## [What the task requires]
Reproduce all of the lines below, requests included, offsetting every box coordinate in the answers by +15. Leave the numbers in the requests and their sample JSON unchanged.

## [Data listing]

((

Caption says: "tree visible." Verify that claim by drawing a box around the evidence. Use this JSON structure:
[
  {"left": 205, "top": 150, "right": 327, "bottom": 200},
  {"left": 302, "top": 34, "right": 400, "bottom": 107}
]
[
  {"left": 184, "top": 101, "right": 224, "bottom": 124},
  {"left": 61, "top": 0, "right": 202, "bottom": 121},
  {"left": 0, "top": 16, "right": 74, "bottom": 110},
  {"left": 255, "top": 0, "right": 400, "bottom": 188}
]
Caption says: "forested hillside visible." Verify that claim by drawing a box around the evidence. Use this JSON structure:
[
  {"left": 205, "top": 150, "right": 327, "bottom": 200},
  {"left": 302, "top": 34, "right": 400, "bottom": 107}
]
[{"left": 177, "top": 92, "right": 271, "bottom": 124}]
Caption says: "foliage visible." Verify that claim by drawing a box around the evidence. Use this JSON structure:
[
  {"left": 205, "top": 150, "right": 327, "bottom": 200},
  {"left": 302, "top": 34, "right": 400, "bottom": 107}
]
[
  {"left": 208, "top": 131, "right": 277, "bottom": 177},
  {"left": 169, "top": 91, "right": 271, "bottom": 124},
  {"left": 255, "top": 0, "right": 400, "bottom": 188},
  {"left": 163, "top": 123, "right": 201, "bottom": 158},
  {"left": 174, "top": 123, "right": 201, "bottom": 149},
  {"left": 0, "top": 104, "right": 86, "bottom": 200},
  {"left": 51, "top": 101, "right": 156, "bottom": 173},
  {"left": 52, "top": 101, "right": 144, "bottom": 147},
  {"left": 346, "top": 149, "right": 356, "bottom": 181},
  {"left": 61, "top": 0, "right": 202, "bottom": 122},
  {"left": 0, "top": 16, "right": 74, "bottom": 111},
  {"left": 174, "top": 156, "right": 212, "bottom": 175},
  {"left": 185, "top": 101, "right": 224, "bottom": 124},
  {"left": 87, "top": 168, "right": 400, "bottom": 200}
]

))

## [Finished task]
Caption says: "tree visible." Verify that claim by drawing a box around the evidence. Use this JSON structure:
[
  {"left": 205, "top": 150, "right": 327, "bottom": 200},
  {"left": 302, "top": 34, "right": 400, "bottom": 107}
]
[
  {"left": 199, "top": 116, "right": 239, "bottom": 139},
  {"left": 76, "top": 15, "right": 217, "bottom": 136},
  {"left": 15, "top": 31, "right": 89, "bottom": 125},
  {"left": 270, "top": 15, "right": 415, "bottom": 203}
]
Caption says: "forested hillside visible." Verify that claim by drawing a box around the evidence. Use this JSON structure:
[
  {"left": 205, "top": 150, "right": 327, "bottom": 200},
  {"left": 302, "top": 34, "right": 400, "bottom": 107}
]
[{"left": 192, "top": 107, "right": 286, "bottom": 139}]
Caption says: "foliage visible." Verify that claim by drawing a box around the evidence. Use this JSON structure:
[
  {"left": 205, "top": 150, "right": 327, "bottom": 200},
  {"left": 302, "top": 34, "right": 400, "bottom": 107}
]
[
  {"left": 223, "top": 146, "right": 292, "bottom": 192},
  {"left": 184, "top": 106, "right": 286, "bottom": 139},
  {"left": 270, "top": 15, "right": 415, "bottom": 203},
  {"left": 178, "top": 138, "right": 216, "bottom": 173},
  {"left": 189, "top": 138, "right": 216, "bottom": 164},
  {"left": 15, "top": 119, "right": 101, "bottom": 215},
  {"left": 66, "top": 116, "right": 171, "bottom": 188},
  {"left": 67, "top": 116, "right": 159, "bottom": 162},
  {"left": 361, "top": 164, "right": 371, "bottom": 196},
  {"left": 76, "top": 15, "right": 217, "bottom": 137},
  {"left": 15, "top": 31, "right": 89, "bottom": 126},
  {"left": 189, "top": 171, "right": 227, "bottom": 190},
  {"left": 200, "top": 116, "right": 239, "bottom": 139},
  {"left": 102, "top": 183, "right": 415, "bottom": 215}
]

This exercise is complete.